**WRITTEN TASK:**
Count the lines of the listing below that contain the string "target", where case matters. Reply with the number alone.

**INPUT MATERIAL:**

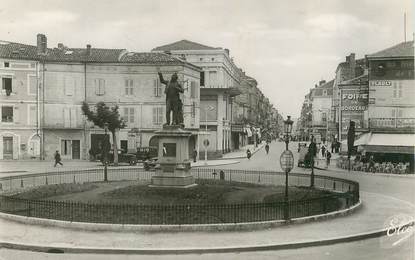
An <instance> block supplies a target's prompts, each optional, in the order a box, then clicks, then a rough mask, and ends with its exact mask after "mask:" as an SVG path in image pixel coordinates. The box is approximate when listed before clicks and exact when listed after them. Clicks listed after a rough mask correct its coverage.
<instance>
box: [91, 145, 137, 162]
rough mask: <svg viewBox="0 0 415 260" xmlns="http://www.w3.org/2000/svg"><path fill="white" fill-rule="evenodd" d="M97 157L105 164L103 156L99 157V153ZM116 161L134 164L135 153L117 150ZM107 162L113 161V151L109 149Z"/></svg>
mask: <svg viewBox="0 0 415 260" xmlns="http://www.w3.org/2000/svg"><path fill="white" fill-rule="evenodd" d="M97 157H98V159H99V160H100V161H101V162H102V164H105V162H104V158H101V157H102V156H101V155H100V154H99V155H98V156H97ZM118 162H119V163H128V164H129V165H136V164H137V157H136V155H135V154H131V153H127V152H125V151H124V150H122V149H119V150H118ZM108 163H114V151H113V150H111V151H110V152H109V153H108Z"/></svg>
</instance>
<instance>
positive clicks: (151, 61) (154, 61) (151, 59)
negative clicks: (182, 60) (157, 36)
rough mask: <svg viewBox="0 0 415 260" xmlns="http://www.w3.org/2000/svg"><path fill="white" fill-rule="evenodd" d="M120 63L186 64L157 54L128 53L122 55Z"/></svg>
mask: <svg viewBox="0 0 415 260" xmlns="http://www.w3.org/2000/svg"><path fill="white" fill-rule="evenodd" d="M120 62H125V63H144V64H166V63H169V64H184V63H185V62H184V61H182V60H180V59H178V58H175V57H172V56H171V55H167V54H164V53H157V52H128V53H125V54H124V55H122V57H121V58H120Z"/></svg>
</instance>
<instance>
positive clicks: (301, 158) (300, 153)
mask: <svg viewBox="0 0 415 260" xmlns="http://www.w3.org/2000/svg"><path fill="white" fill-rule="evenodd" d="M299 153H300V154H299V157H298V163H297V165H298V167H305V168H310V167H311V157H310V154H309V153H308V148H307V147H306V146H302V147H301V148H300V151H299Z"/></svg>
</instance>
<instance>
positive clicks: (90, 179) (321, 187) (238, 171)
mask: <svg viewBox="0 0 415 260" xmlns="http://www.w3.org/2000/svg"><path fill="white" fill-rule="evenodd" d="M153 174H154V172H150V171H144V170H143V169H140V168H121V169H119V168H109V169H108V180H109V181H120V180H145V181H150V180H151V176H153ZM192 174H193V176H194V177H195V179H197V180H198V181H199V182H228V181H237V182H246V183H255V184H261V185H284V184H285V173H281V172H274V171H248V170H218V169H205V168H195V169H192ZM103 178H104V177H103V170H102V169H86V170H74V171H64V172H63V171H62V172H59V171H57V172H49V173H39V174H31V175H19V176H9V177H2V178H0V189H1V190H2V192H3V195H1V196H0V211H1V212H4V213H9V214H16V215H22V216H29V217H37V218H47V219H57V220H64V221H74V222H92V223H115V224H150V225H151V224H158V225H159V224H212V223H241V222H256V221H269V220H282V219H284V209H286V207H287V206H288V212H289V216H290V218H299V217H305V216H311V215H317V214H323V213H327V212H332V211H336V210H340V209H345V208H349V207H351V206H352V205H355V204H356V203H358V201H359V184H358V183H357V182H354V181H350V180H344V179H340V178H334V177H329V176H320V175H315V187H316V188H319V189H322V190H328V191H332V192H333V193H332V194H329V195H326V196H324V197H320V198H312V199H307V198H306V199H302V200H298V201H289V202H288V205H287V204H286V203H285V202H249V203H237V204H198V205H192V204H189V205H138V204H107V203H83V202H72V201H52V200H36V199H23V198H18V197H16V196H13V194H16V193H19V192H22V191H24V190H26V189H30V188H31V187H36V186H42V185H51V184H63V183H87V182H99V181H103ZM309 184H310V175H308V174H300V173H292V174H290V175H289V185H290V186H300V187H301V186H309Z"/></svg>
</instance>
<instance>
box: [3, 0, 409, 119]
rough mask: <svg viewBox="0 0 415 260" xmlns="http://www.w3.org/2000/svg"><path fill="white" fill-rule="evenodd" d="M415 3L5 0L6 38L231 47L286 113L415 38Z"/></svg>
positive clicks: (5, 32) (25, 41)
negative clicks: (399, 45)
mask: <svg viewBox="0 0 415 260" xmlns="http://www.w3.org/2000/svg"><path fill="white" fill-rule="evenodd" d="M412 2H413V1H412V0H399V1H392V0H353V1H352V0H349V1H345V0H297V1H292V0H287V1H282V0H279V1H278V0H261V1H260V0H247V1H243V0H239V1H237V0H226V1H223V0H164V1H162V0H158V1H157V0H138V1H137V0H134V1H132V0H122V1H121V0H120V1H114V0H111V1H108V0H100V1H98V0H96V1H91V0H68V1H57V0H37V1H27V0H13V1H10V0H0V40H5V41H14V42H21V43H26V44H32V45H36V34H37V33H44V34H46V36H47V38H48V47H56V46H57V43H58V42H62V43H64V44H65V45H66V46H69V47H85V45H86V44H87V43H90V44H91V45H92V46H93V47H101V48H126V49H128V50H130V51H150V50H151V49H152V48H154V47H156V46H160V45H164V44H168V43H172V42H175V41H178V40H182V39H187V40H191V41H195V42H199V43H202V44H205V45H209V46H213V47H223V48H228V49H230V54H231V56H232V57H234V61H235V62H236V64H237V66H238V67H241V68H242V69H243V70H245V71H246V73H247V74H248V75H250V76H252V77H254V78H256V79H257V81H258V87H259V88H260V89H261V90H262V92H263V93H264V94H265V95H266V96H267V97H268V98H269V99H270V101H271V102H272V103H273V104H274V106H275V107H276V108H277V109H278V110H279V111H280V112H281V113H282V114H284V115H292V116H293V117H297V116H298V115H299V113H300V109H301V104H302V102H303V99H304V95H305V94H307V93H308V90H309V89H310V88H312V87H313V86H314V84H315V83H317V82H318V81H319V80H321V79H326V80H330V79H332V78H333V77H334V73H335V70H336V67H337V65H338V64H339V63H340V62H342V61H344V60H345V56H346V55H348V54H350V53H351V52H354V53H356V56H357V58H362V57H363V56H364V55H365V54H370V53H373V52H376V51H379V50H382V49H384V48H387V47H390V46H392V45H394V44H397V43H399V42H402V41H403V39H404V33H403V31H404V29H403V28H404V26H403V24H404V12H405V11H406V13H407V39H409V40H412V39H413V36H412V35H413V31H414V27H413V21H414V16H413V7H414V6H413V3H412Z"/></svg>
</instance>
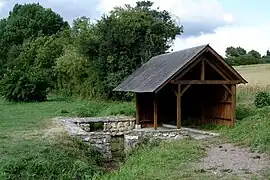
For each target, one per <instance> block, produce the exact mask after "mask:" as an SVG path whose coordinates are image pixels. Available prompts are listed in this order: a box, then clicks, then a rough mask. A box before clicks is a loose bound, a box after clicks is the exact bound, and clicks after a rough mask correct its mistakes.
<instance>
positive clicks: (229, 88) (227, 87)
mask: <svg viewBox="0 0 270 180" xmlns="http://www.w3.org/2000/svg"><path fill="white" fill-rule="evenodd" d="M222 86H223V87H225V89H226V90H227V91H228V92H229V93H230V94H231V95H232V91H231V90H230V88H228V86H227V85H225V84H222Z"/></svg>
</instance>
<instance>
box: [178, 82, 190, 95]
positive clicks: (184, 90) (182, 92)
mask: <svg viewBox="0 0 270 180" xmlns="http://www.w3.org/2000/svg"><path fill="white" fill-rule="evenodd" d="M190 86H191V84H188V85H187V86H186V87H185V88H184V89H183V90H181V94H180V96H183V95H184V93H185V92H186V91H187V90H188V88H189V87H190Z"/></svg>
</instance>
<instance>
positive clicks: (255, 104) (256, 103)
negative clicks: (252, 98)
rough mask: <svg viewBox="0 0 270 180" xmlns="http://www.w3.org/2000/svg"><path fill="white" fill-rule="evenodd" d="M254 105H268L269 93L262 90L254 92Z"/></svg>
mask: <svg viewBox="0 0 270 180" xmlns="http://www.w3.org/2000/svg"><path fill="white" fill-rule="evenodd" d="M254 104H255V106H256V107H258V108H262V107H264V106H270V95H269V93H267V92H265V91H262V92H259V93H257V94H256V96H255V102H254Z"/></svg>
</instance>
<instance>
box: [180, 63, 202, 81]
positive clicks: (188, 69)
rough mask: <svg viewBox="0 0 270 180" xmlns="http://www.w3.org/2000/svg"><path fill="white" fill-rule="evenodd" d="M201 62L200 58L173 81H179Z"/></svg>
mask: <svg viewBox="0 0 270 180" xmlns="http://www.w3.org/2000/svg"><path fill="white" fill-rule="evenodd" d="M201 60H202V58H200V59H197V61H195V62H194V63H193V64H191V65H190V66H189V67H187V68H186V69H185V70H184V71H183V72H181V74H180V75H179V76H177V77H176V78H175V80H176V81H177V80H179V79H181V78H182V77H183V76H184V75H185V74H186V73H187V72H189V71H190V70H191V69H192V68H193V67H194V66H196V65H197V64H198V63H199V62H200V61H201Z"/></svg>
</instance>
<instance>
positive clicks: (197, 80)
mask: <svg viewBox="0 0 270 180" xmlns="http://www.w3.org/2000/svg"><path fill="white" fill-rule="evenodd" d="M239 82H240V80H236V81H230V80H204V81H201V80H179V81H173V82H172V83H174V84H238V83H239Z"/></svg>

**RESULT FOR THIS EXERCISE:**
2